** MATERIAL SHOWN **
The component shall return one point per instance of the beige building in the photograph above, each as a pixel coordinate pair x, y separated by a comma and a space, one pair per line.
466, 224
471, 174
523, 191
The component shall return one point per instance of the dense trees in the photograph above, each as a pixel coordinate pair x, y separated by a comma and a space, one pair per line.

** INSTRUCTION **
Print each line of the records above again, word for word and in the same order.

** EXERCISE OUTPUT **
The component shall return one point per instance of the beige building in the photograph above, each as a pixel coordinate pair x, y separated by a comma and a space, one pair per line.
466, 224
471, 174
523, 191
The component shall return one point per instance of the dense trees in the photograph above, each as a pixel coordinate pair x, y separated by a comma and a space, one pair per line.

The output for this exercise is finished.